Selected text:

Re: [PATCH 4/4] Add tests to dblink covering use of COPY TO FUNCTION - Mailing list pgsql-hackers

From Daniel Farina
Subject Re: [PATCH 4/4] Add tests to dblink covering use of COPY TO FUNCTION
Date
Msg-id 7b97c5a40912291856k21b8a2x6da061aad0ea9089@mail.gmail.com
Whole thread Raw
In response to Re: [PATCH 4/4] Add tests to dblink covering use of COPY TO FUNCTION  (Robert Haas <robertmhaas@gmail.com>)
Responses Re: [PATCH 4/4] Add tests to dblink covering use of COPY TO FUNCTION  (Robert Haas <robertmhaas@gmail.com>)
List pgsql-hackers
On Tue, Dec 29, 2009 at 6:48 PM, Robert Haas <robertmhaas@gmail.com> wrote:
> I think there's clear support for a version of COPY that returns rows
> like a SELECT statement, particularly for use with CTEs.  There seems
> to be support both for a mode that returns text[] or something like it
> and also for a mode that returns a defined record type.  But that all
> seems separate from what you're proposing here, which is a
> considerably lower-level facility which seems like it would not be of
> much use to ordinary users, but might be of some value to tool
> implementors - or perhaps you'd disagree with that characterization?
>

This is in the other direction: freeing COPY from the restriction that
it can only put bytes into two places:

* A network socket (e.g. stdout)
* A file (as supseruser)

Instead, it can hand off bytes to an arbitrary UDF that can handle it
in any way.  A clean design should be able to subsume at least the
existing simple behaviors, plus enabling more, as well as potentially
providing inspiration for how to decouple at least a few components of
COPY that perhaps can benefit the long-term cleanup effort there.

Supplied data:

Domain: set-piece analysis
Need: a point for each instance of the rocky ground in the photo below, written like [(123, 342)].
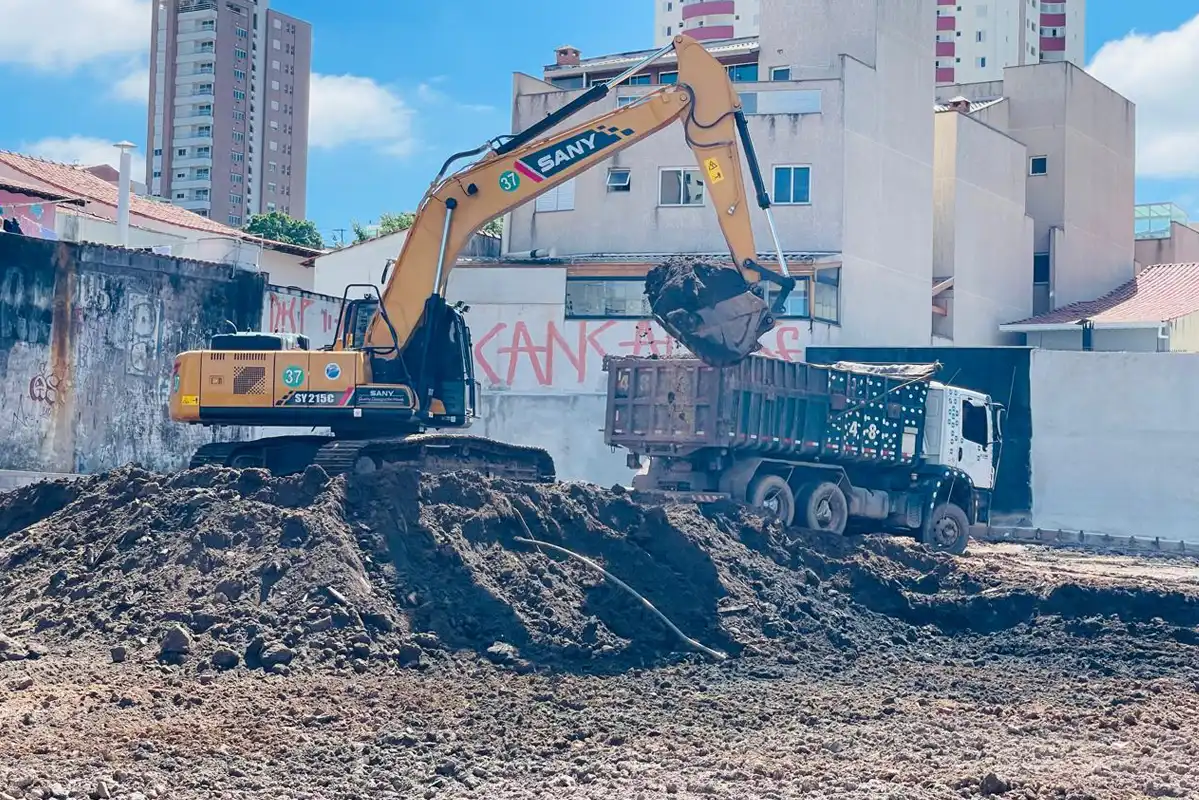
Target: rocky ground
[(222, 633)]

Your tasks:
1: Answer these questions using the mailing list post about COPY TO FUNCTION:
(a) What kind of people does the quoted message suggest might find the proposed facility valuable?
(b) To what does the reply say COPY could hand off bytes instead?
(c) On what day and at what time did Robert Haas write the message being quoted?
2: Translate this sentence from the mailing list post about COPY TO FUNCTION into Spanish: "I think there's clear support for a version of COPY that returns rows like a SELECT statement, particularly for use with CTEs."
3: Extend the mailing list post about COPY TO FUNCTION with the next part, starting after its final sentence.

Answers per task:
1:
(a) Tool implementors.
(b) An arbitrary UDF that can handle them in any way.
(c) Tuesday, December 29, 2009, at 6:48 PM.

2: Creo que hay un claro apoyo a una versión de COPY que devuelva filas como una sentencia SELECT, en particular para su uso con CTE.

3:
> Anyway, my specific reaction to your suggestions in the email that I
> quoted is that it seems a bit baroque and that I'm not really sure
> what it's useful for in practice.  I'm certainly not saying it ISN'T
> useful, because I can't believe that you would have gone to the
> trouble to work through all of this unless you had some ideas about
> nifty things that could be done with it, but I think maybe we need to
> back up and start by talking about the problems you're trying to
> solve, before we get too far down into a discussion of implementation
> details.

At Truviso this is used a piece of our replication solution.  In the
patches submitted we see how enhancing dblink allows postgres to copy
directly from one node to another.   Truviso uses it to directly write
bytes to a libpq connection (see the dblink patch) in the open COPY
state to achieve direct cross-node bulk loading for the purposes of
replication.

One could imagine a lot of ETL or data warehouse offloading
applications that can be enabled by allowing bytes to be handled by
arbitrary code, although this patch achieves nothing that writing some
middleware could not accomplish: it's just convenient to have and
likely more efficient than writing some application middleware to do
the same thing.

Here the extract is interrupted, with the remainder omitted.